INFORMATION GIVEN section start

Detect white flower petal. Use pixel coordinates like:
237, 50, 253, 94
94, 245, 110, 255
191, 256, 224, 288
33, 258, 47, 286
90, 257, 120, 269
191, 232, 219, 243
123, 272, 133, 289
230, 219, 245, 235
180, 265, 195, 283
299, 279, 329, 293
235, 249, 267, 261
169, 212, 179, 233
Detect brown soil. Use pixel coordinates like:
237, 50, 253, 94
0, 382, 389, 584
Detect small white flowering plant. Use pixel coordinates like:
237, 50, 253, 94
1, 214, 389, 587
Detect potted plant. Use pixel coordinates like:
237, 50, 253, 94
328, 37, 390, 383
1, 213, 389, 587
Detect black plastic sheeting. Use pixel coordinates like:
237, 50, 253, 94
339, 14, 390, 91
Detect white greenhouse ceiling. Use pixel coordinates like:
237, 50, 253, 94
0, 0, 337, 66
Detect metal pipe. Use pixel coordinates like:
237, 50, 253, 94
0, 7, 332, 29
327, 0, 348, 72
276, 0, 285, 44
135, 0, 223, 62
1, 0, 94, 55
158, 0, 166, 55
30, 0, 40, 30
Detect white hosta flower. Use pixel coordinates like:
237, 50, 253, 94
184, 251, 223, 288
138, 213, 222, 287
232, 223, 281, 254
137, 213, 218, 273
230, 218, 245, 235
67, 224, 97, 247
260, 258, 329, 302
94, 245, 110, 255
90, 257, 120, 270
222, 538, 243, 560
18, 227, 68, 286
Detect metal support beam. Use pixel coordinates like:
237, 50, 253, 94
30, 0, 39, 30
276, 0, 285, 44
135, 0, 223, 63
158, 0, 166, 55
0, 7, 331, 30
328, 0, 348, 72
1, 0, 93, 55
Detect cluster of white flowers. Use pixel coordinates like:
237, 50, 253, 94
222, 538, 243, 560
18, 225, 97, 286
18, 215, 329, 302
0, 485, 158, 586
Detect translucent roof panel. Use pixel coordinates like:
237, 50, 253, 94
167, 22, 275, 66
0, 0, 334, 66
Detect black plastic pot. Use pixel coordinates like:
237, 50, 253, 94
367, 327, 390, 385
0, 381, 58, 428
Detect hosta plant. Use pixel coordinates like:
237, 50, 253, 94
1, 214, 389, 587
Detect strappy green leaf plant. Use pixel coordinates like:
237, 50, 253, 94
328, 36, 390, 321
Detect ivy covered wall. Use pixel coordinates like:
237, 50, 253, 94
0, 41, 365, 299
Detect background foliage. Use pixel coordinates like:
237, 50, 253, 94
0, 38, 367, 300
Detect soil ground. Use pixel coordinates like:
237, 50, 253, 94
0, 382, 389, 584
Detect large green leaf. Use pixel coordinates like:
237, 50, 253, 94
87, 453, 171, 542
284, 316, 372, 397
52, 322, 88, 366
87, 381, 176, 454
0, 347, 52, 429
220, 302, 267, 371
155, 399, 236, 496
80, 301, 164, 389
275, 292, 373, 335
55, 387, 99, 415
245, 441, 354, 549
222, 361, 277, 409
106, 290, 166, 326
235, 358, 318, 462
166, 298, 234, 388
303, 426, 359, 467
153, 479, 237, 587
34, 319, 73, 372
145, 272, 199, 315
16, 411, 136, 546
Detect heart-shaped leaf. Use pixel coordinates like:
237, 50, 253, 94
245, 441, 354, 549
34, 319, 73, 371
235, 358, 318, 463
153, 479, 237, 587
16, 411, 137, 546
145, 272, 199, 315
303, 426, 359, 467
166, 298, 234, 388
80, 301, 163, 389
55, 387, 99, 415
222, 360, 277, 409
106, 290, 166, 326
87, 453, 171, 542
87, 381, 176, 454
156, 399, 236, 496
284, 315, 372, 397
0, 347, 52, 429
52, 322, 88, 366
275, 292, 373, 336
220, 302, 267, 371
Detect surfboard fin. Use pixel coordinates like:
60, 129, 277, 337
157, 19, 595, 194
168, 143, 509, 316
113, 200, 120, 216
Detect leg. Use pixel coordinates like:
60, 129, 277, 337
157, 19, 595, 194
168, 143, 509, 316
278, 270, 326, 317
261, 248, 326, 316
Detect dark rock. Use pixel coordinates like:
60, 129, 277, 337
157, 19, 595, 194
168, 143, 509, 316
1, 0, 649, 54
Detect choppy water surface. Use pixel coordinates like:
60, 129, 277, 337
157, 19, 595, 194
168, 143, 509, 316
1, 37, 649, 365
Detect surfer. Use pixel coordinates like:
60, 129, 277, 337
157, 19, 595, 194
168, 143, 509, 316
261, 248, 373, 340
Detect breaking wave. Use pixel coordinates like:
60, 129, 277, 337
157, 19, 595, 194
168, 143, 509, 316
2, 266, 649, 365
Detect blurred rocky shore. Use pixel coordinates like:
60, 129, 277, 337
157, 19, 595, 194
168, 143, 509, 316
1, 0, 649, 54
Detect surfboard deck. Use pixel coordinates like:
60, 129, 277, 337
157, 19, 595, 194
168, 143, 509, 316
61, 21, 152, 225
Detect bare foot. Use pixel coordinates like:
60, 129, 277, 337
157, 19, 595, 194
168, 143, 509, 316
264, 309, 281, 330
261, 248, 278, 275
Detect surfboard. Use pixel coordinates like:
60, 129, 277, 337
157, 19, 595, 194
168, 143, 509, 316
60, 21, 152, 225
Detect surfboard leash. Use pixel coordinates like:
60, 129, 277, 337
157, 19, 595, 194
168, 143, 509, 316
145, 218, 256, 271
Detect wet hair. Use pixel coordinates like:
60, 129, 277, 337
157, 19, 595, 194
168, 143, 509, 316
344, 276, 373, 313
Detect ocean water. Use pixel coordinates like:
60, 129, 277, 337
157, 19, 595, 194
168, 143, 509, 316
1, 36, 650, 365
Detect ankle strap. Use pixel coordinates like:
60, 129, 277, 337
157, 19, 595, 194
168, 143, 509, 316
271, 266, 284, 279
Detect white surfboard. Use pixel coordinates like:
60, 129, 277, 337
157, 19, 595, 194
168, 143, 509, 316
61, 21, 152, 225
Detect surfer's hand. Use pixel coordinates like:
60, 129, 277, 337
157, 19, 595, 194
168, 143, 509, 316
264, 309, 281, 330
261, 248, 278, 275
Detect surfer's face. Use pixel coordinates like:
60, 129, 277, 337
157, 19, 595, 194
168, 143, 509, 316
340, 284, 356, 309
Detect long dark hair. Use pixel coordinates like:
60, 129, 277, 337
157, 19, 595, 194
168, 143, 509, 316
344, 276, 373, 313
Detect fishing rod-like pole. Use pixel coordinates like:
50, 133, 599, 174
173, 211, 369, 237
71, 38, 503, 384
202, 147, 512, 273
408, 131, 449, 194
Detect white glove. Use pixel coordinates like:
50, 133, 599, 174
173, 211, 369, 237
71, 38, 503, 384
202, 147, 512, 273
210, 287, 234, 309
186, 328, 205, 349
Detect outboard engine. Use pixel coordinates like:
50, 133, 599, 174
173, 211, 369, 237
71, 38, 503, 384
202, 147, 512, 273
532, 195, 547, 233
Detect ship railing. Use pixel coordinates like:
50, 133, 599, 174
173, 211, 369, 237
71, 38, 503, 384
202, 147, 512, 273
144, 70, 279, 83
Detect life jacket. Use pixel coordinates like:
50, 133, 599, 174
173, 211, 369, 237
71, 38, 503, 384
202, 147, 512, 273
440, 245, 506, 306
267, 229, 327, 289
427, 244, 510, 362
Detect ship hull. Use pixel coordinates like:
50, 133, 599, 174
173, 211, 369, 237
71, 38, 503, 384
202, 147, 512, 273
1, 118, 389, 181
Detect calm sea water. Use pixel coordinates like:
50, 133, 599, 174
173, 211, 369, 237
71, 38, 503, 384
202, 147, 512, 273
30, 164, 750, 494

INFORMATION GIVEN section end

Looking at the material above, please copy exactly every line from its first line through the line containing "Detect brown soil.", with both ends included and nothing else.

Detect white flower petal. Use pixel coordinates like:
237, 50, 253, 94
94, 245, 110, 255
191, 256, 224, 288
33, 258, 47, 286
90, 257, 120, 269
191, 232, 219, 243
123, 272, 133, 289
230, 219, 245, 235
180, 265, 195, 283
299, 279, 329, 293
235, 249, 267, 261
169, 212, 179, 233
Detect brown soil. Use pixel coordinates like:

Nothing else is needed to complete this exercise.